AUSGANGSTEXT:
Bensheim. Lucie Kretzschmar wirft sich nach vorn in den Sand, schnappt sich den auf dem Boden liegenden Ball und wirft ihn zu ihrer Mitspielerin Isabel Kattner, die den Angriff erfolgreich abschließt. So geht die deutsche Beachhandball-Nationalmannschaft der Frauen im EM-Halbfinale gegen Norwegen bereits nach 20 Sekunden in Führung. Der kämpferische Einsatz von Kretzschmar kann zwar die 0:2-Satzniederlage gegen die Skandinavierinnen nicht verhindern, doch der 2:1-Sieg gegen die Niederlande im Spiel um Platz drei tags darauf sorgt für einen versöhnlichen Abschluss (wir haben bereits berichtet).

SCHRIFTLICHE ANWEISUNG: Kopieren Sie aus dem Ausgangstext wörtlich die Passage zwischen „Bensheim. Lucie Kretzschmar“ und „haben bereits berichtet).“, beide einschließlich. Die Daten spielen hierfür keine Rolle.

DATENZEILEN:

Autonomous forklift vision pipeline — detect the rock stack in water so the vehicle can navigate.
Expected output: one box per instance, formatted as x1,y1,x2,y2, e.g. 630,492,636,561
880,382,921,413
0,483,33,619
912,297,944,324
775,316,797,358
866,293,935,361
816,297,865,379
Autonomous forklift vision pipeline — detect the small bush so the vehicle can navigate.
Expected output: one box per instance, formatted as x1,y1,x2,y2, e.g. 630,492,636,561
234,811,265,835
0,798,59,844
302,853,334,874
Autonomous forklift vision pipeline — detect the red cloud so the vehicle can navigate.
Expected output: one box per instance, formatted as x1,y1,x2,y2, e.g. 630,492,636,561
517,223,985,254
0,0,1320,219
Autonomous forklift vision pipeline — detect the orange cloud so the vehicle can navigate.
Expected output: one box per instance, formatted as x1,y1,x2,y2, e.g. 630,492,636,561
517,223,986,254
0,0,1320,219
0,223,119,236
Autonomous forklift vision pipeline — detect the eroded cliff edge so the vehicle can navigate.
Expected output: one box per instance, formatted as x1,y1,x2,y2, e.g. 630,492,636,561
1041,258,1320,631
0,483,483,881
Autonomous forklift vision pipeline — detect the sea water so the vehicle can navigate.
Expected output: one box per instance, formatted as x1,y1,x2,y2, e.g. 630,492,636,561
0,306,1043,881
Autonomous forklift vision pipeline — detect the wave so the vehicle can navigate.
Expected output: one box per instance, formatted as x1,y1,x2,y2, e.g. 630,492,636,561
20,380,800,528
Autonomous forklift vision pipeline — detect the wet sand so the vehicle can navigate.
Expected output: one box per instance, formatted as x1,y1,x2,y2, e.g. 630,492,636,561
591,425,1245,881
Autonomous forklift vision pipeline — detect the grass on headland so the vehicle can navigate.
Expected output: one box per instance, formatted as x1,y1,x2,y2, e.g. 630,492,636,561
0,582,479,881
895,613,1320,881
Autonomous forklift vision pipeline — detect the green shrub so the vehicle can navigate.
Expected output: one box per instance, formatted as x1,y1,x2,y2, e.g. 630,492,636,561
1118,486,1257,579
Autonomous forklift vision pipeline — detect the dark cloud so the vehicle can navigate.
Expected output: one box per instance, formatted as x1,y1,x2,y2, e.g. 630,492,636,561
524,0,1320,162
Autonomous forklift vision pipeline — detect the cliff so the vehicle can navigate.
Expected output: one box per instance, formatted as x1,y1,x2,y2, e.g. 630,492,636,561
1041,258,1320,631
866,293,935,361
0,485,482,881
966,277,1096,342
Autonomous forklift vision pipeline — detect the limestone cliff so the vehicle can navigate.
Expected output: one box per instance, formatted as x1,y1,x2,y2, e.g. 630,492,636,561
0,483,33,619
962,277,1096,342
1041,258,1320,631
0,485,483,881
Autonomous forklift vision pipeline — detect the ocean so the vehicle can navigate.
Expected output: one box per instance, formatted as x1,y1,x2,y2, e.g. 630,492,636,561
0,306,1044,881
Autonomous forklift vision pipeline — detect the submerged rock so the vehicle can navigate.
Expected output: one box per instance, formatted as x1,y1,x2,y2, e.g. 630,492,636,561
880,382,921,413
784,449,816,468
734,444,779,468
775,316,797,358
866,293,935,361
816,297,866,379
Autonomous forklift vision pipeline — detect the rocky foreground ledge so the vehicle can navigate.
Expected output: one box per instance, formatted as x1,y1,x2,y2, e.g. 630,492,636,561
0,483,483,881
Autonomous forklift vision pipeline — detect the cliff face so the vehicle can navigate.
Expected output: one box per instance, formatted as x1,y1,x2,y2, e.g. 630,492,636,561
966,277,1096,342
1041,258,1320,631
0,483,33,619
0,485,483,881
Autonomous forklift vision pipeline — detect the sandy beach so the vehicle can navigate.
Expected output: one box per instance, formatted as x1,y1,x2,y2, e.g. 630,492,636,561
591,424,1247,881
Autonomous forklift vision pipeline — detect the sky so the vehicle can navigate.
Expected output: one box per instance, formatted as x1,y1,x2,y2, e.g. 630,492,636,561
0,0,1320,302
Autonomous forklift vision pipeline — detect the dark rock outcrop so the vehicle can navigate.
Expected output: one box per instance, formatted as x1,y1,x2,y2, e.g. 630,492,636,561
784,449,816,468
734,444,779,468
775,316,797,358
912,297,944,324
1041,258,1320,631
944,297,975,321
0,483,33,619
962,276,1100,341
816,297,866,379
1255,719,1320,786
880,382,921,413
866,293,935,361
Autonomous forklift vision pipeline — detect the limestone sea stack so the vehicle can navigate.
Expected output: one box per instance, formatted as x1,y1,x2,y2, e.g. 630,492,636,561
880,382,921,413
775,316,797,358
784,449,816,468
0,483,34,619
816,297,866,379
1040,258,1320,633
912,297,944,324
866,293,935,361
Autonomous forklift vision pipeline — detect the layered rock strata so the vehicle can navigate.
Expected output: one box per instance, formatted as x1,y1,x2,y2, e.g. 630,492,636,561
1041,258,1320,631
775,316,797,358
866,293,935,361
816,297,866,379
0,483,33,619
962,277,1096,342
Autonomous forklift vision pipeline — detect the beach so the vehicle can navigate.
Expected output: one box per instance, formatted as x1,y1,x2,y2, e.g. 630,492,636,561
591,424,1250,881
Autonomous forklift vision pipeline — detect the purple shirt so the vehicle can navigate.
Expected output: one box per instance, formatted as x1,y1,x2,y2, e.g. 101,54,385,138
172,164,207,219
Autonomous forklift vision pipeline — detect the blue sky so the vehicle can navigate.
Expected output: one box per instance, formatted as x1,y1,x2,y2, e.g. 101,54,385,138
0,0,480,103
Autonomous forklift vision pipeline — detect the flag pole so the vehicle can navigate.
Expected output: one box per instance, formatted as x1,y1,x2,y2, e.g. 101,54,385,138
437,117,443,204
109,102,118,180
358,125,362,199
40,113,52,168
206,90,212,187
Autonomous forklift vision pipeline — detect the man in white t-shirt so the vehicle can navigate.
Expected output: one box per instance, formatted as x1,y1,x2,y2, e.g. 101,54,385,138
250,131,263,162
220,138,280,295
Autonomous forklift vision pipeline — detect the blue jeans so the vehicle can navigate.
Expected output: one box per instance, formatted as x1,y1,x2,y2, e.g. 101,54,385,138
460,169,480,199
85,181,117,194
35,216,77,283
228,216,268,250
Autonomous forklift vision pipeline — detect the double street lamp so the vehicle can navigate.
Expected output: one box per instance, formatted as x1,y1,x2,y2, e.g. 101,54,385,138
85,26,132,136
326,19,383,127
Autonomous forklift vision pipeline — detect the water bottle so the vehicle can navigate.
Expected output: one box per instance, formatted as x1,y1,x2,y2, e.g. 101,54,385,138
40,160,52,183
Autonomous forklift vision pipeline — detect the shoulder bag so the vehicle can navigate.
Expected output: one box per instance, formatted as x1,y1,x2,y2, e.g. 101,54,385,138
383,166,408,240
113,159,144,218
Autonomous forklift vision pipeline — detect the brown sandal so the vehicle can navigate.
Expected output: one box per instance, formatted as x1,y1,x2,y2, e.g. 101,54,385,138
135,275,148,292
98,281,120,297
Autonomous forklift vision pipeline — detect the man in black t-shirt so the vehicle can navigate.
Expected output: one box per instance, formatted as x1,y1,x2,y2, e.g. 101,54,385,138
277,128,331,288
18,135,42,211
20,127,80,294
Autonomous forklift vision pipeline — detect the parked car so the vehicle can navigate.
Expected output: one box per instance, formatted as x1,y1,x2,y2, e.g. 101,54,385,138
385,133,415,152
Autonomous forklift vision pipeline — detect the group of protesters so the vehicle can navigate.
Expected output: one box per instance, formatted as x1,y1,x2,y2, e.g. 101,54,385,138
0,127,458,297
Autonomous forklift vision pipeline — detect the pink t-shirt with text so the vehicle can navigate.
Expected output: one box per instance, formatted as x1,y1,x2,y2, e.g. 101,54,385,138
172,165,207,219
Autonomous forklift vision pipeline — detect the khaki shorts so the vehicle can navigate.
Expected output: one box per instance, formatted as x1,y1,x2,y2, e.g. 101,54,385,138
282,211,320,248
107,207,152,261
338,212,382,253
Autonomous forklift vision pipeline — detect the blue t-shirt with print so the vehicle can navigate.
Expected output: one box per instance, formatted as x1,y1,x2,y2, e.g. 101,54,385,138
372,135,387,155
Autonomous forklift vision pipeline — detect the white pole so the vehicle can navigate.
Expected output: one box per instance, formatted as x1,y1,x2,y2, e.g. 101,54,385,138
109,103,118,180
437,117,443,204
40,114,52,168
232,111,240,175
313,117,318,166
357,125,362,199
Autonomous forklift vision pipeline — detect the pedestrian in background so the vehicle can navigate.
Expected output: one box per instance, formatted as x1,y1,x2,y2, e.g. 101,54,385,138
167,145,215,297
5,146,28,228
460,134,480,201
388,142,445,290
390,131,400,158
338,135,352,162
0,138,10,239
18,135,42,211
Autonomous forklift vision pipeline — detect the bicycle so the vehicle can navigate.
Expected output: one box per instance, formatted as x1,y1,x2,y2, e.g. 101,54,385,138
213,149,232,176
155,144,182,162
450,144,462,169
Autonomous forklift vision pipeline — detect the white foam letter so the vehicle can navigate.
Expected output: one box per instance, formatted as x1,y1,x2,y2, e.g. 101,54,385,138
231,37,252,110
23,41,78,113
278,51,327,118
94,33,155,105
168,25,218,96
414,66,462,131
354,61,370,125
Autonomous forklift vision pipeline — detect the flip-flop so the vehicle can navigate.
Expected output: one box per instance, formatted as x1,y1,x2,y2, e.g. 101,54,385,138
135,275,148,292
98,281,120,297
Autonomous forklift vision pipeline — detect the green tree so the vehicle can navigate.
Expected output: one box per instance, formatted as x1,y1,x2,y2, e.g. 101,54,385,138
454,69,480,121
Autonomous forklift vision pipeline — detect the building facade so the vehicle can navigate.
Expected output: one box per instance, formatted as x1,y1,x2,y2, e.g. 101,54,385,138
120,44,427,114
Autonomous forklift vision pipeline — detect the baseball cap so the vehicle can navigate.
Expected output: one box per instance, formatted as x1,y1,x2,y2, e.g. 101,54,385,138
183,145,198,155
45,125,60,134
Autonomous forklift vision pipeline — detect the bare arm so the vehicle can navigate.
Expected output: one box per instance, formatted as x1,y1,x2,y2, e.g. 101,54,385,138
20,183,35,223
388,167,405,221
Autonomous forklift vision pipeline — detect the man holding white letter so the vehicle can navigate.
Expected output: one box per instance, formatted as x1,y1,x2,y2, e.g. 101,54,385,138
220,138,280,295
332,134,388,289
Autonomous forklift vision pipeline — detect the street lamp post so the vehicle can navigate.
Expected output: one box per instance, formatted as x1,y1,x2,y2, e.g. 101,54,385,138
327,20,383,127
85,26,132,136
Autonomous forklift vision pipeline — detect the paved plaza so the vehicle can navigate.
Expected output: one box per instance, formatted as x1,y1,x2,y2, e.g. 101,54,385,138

RICHTIGE ANTWORT:
Bensheim. Lucie Kretzschmar wirft sich nach vorn in den Sand, schnappt sich den auf dem Boden liegenden Ball und wirft ihn zu ihrer Mitspielerin Isabel Kattner, die den Angriff erfolgreich abschließt. So geht die deutsche Beachhandball-Nationalmannschaft der Frauen im EM-Halbfinale gegen Norwegen bereits nach 20 Sekunden in Führung. Der kämpferische Einsatz von Kretzschmar kann zwar die 0:2-Satzniederlage gegen die Skandinavierinnen nicht verhindern, doch der 2:1-Sieg gegen die Niederlande im Spiel um Platz drei tags darauf sorgt für einen versöhnlichen Abschluss (wir haben bereits berichtet).